[WHAT TO PRODUCE]
Copy the following entries line for line, leaving out the pictures.

[Start THE DATA]

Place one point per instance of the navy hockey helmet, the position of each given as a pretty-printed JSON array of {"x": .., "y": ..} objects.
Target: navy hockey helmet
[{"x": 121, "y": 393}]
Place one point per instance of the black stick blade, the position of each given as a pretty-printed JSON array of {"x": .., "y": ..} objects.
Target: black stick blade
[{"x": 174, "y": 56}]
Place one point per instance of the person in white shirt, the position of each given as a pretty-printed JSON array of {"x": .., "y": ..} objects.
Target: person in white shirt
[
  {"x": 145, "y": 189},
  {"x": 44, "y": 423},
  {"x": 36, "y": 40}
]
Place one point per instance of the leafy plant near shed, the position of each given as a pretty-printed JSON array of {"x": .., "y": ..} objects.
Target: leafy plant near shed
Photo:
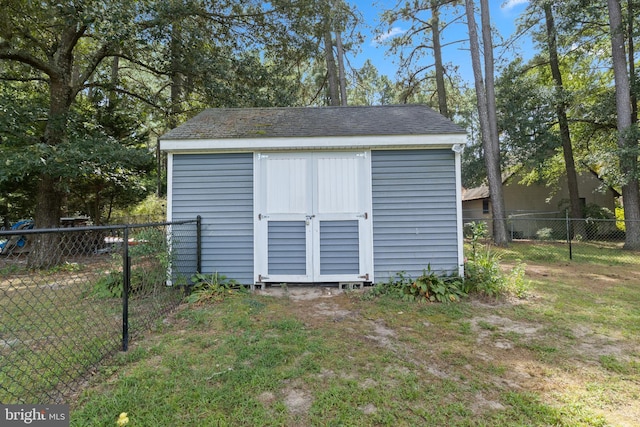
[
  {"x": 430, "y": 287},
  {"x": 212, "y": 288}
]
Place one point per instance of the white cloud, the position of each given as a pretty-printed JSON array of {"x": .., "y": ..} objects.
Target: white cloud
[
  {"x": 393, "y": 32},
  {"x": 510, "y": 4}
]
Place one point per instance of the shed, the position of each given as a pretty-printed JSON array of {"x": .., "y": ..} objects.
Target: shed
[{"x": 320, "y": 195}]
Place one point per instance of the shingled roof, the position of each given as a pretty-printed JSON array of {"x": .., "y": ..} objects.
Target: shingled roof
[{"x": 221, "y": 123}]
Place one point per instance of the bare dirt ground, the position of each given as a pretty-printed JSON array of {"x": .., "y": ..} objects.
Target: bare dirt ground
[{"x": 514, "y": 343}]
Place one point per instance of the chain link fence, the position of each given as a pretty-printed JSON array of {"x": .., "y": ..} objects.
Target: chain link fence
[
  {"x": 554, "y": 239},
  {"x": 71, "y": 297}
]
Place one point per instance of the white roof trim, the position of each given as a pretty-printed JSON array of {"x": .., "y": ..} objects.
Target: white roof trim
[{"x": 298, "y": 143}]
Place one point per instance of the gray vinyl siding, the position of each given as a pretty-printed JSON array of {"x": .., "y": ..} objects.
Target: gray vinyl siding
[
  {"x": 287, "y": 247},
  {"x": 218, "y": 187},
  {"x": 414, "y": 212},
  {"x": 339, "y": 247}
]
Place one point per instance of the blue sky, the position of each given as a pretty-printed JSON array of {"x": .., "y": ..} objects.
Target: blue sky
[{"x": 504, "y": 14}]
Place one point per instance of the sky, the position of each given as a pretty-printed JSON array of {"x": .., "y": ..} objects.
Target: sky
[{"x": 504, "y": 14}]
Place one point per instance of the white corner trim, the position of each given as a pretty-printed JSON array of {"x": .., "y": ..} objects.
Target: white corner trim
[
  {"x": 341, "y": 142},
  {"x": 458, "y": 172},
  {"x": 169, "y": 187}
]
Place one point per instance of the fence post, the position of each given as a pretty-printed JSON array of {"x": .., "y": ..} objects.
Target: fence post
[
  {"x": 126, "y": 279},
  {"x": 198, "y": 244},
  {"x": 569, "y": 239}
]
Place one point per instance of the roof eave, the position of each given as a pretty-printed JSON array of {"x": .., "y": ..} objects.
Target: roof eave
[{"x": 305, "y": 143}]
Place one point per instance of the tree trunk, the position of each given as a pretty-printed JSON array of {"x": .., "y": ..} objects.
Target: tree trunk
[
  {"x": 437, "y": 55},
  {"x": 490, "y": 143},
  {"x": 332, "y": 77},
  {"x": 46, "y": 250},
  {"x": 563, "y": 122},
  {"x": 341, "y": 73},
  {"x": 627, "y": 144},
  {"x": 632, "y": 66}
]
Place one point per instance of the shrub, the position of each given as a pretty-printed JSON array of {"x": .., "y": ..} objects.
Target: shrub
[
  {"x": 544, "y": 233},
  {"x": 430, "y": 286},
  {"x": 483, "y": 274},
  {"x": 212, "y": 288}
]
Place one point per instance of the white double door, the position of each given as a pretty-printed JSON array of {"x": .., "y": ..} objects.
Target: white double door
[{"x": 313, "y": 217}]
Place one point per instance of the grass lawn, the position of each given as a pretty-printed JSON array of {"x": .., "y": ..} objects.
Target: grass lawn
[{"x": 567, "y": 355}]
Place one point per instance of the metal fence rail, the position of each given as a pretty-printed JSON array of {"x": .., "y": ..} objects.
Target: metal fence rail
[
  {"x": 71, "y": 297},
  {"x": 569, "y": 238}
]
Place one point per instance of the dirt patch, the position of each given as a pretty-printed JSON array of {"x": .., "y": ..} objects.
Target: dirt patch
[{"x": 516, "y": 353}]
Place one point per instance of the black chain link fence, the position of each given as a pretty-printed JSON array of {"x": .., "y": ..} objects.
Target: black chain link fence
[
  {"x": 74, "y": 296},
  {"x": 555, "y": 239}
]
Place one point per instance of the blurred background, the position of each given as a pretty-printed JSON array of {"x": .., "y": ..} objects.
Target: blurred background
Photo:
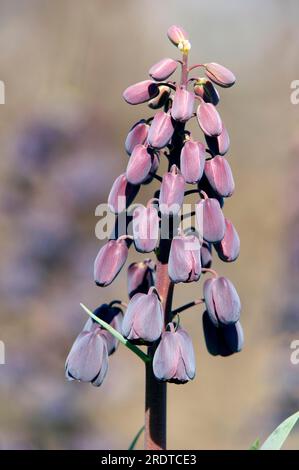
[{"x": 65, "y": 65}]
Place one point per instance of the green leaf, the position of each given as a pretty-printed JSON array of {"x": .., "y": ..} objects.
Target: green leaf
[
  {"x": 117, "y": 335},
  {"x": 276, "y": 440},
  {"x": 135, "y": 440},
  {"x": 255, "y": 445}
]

[End THE DATA]

[TASK OUTPUT]
Place one point per instance of the navy hockey helmet, the position of each given as a pretty-printed JSON array of {"x": .., "y": ..} objects.
Target: navy hockey helmet
[{"x": 121, "y": 393}]
Place one point per instance of the black stick blade, the position of each given as a pretty-printed JSON array of {"x": .., "y": ..} objects.
Target: black stick blade
[{"x": 174, "y": 56}]
Place one point per instance of the person in white shirt, the position of each given as a pretty-printed JSON array of {"x": .., "y": ..} objects.
Target: person in white shirt
[
  {"x": 145, "y": 189},
  {"x": 44, "y": 423},
  {"x": 36, "y": 40}
]
Place one point per instance of the leafy plant near shed, the position of each given as a pretty-printed JSON array of {"x": .., "y": ..} objects.
Target: leafy plant near shed
Photo:
[
  {"x": 430, "y": 287},
  {"x": 212, "y": 288}
]
Place one point per instance of the white cloud, the position of each given as a pretty-printed JSON array of {"x": .., "y": ..} objects.
Target: white cloud
[
  {"x": 393, "y": 32},
  {"x": 510, "y": 4}
]
Place one point per instance of the shed, the position of each given as a pretty-printed JSON array of {"x": .., "y": ..} objects.
Target: shed
[{"x": 320, "y": 195}]
Place one point per instance of the shingled roof, the position of each given as a pretty-printed JSON array of {"x": .., "y": ..} objects.
Target: shingled roof
[{"x": 221, "y": 123}]
Place one point per instance of the bare dirt ground, the position of each given as a pretty-printed JSON array of {"x": .., "y": ..} objects.
Target: bare dirt ground
[{"x": 514, "y": 343}]
Place one point per instance of the chain link fence, the position of each given as a pretty-printed JSON array of {"x": .., "y": ..} objects.
Target: chain link fence
[
  {"x": 554, "y": 239},
  {"x": 71, "y": 297}
]
Place one point per instance of the white roof trim, the position of each given as a pretty-printed JSON array of {"x": .., "y": ..} objects.
Target: white roof trim
[{"x": 298, "y": 143}]
Place one point per instance of the gray vinyl siding, the position of each given as a pretty-printed JSON array of {"x": .., "y": ..} objects.
Target: gray vinyl siding
[
  {"x": 287, "y": 247},
  {"x": 218, "y": 187},
  {"x": 414, "y": 212},
  {"x": 339, "y": 247}
]
Place one point per instance of the blue sky, the position of each given as a pretty-printed JSON array of {"x": .., "y": ..} objects.
Target: blue sky
[{"x": 504, "y": 14}]
Place one point per instance of the sky, the position of each given as a pretty-printed JSON array of {"x": .., "y": ..} objects.
Target: sky
[{"x": 504, "y": 14}]
Place one point per instance of the white corner trim, the position of each given as a pretty-printed JSON array of {"x": .., "y": ..} objects.
Target: white corner trim
[
  {"x": 341, "y": 142},
  {"x": 458, "y": 172},
  {"x": 169, "y": 187}
]
Place one point per instance of the fence post, the position of each given as a pretty-printed JSON array of {"x": .., "y": ..} objects.
Target: fence post
[
  {"x": 126, "y": 279},
  {"x": 198, "y": 244},
  {"x": 569, "y": 239}
]
Place one point per instance of the roof eave, the position of each given as a pretty-printed JSON array of {"x": .., "y": ..} objects.
Target: roof eave
[{"x": 305, "y": 143}]
Place one point per instance of the tree trunk, the position of each given as a pretty-printed JSON array of {"x": .., "y": ..} objects.
Target: tree trunk
[
  {"x": 437, "y": 55},
  {"x": 490, "y": 143},
  {"x": 332, "y": 77},
  {"x": 46, "y": 250},
  {"x": 563, "y": 122},
  {"x": 341, "y": 73},
  {"x": 627, "y": 144},
  {"x": 632, "y": 66}
]
Place one point per instance of the shrub, the position of each given as a pretty-printed JSON array of {"x": .., "y": ..} objects.
Target: shrub
[
  {"x": 544, "y": 233},
  {"x": 430, "y": 286},
  {"x": 483, "y": 274},
  {"x": 212, "y": 288}
]
Place one point per instance of the white double door, the position of each given as a pretty-printed JSON array of {"x": .., "y": ..} objects.
Target: white double door
[{"x": 313, "y": 217}]
Place one point per instance of the grass lawn, the position of each given as a pretty-printed JSON array of {"x": .., "y": ..} objects.
Target: grass lawn
[{"x": 567, "y": 355}]
Place one point per instance of the metal fence rail, the position of each given as a pretty-printed JSON array of {"x": .., "y": ..} objects.
Target: metal fence rail
[
  {"x": 71, "y": 297},
  {"x": 569, "y": 238}
]
Place one point per instance of the dirt patch, the position of each given as a pretty-printed JSON array of {"x": .., "y": ..} objects.
Target: dirt patch
[{"x": 516, "y": 353}]
Place one point per instance of the black chain link fence, the position of each given as a pretty-printed JSON array of {"x": .., "y": ..} objects.
Target: black chain link fence
[
  {"x": 74, "y": 296},
  {"x": 555, "y": 239}
]
Place one point per instance of the blurred background, the position of each given as a pretty-printed JSON array of {"x": .., "y": ..} objects.
Target: blurred background
Photo:
[{"x": 65, "y": 65}]
Place one point per instance of the green leaf, the position of each given as a pretty-printed JSON array of {"x": .., "y": ..} objects.
Target: green leaf
[
  {"x": 117, "y": 335},
  {"x": 276, "y": 440},
  {"x": 135, "y": 440},
  {"x": 255, "y": 445}
]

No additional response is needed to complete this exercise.